START Excerpt provided
Rates of prostate cancer vary widely across the world. It is least common in South and East Asia, more common in Europe, though the rates vary widely between countries, and most common in the United States. According to the American Cancer Society, prostate cancer is least common among Asian men and most common among black men with figures for European men in between.

However, these high rates may be affected by increasing rates of detection. Although prostate cancer can sometimes strike younger men, the risk of getting it increases with age and more than seventy percent of men diagnosed with the disease are over the age of sixty five.

Prostate cancer can occur in men only; the prostate is exculsively of the male reproductive tract.  Prostate cancer is a disease in which cancer develops in the prostate of the male reproductive system, this happens when cells in the prostate begin to grow out of control and can then invade nearby tissues or spread throughout the body. Large collections of this out of control tissue are called tumors. The tumor usually grows slowly and remains confined to the gland for many years.

During this time, the tumor produces little or no symptoms or outward signs (abnormalities on physical examination). As the cancer advances, however, it can spread beyond the prostate into the surrounding tissues (local spread). Moreover, the cancer also can metastasize (spread even farther) throughout other areas of the body, such as the bones, lungs, and liver. Symptoms and signs, therefore, are more often associated with advanced prostate cancer. Prostate cancer may cause pain, difficulty in urinating, erectile dysfunction and other symptoms.
END Excerpt provided
START Collected data
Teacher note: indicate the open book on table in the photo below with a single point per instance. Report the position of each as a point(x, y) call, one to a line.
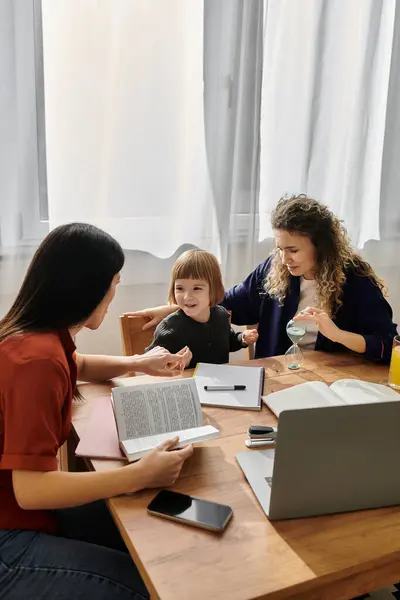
END Collected data
● **Work request A**:
Answer these questions using the prostate cancer text:
(i) According to the American Cancer Society, which group of men has the highest rate of prostate cancer?
(ii) What share of men diagnosed with the disease are over the age of sixty five?
(iii) Which three areas of the body does the text name as places the cancer can metastasize to?
● **Work request B**:
Repeat word for word the portion of the prostate cancer text starting at "However, these high" and ending at "of sixty five.".

● **Answer box A**:
(i) Black men.
(ii) More than seventy percent.
(iii) The bones, lungs, and liver.

● **Answer box B**:
However, these high rates may be affected by increasing rates of detection. Although prostate cancer can sometimes strike younger men, the risk of getting it increases with age and more than seventy percent of men diagnosed with the disease are over the age of sixty five.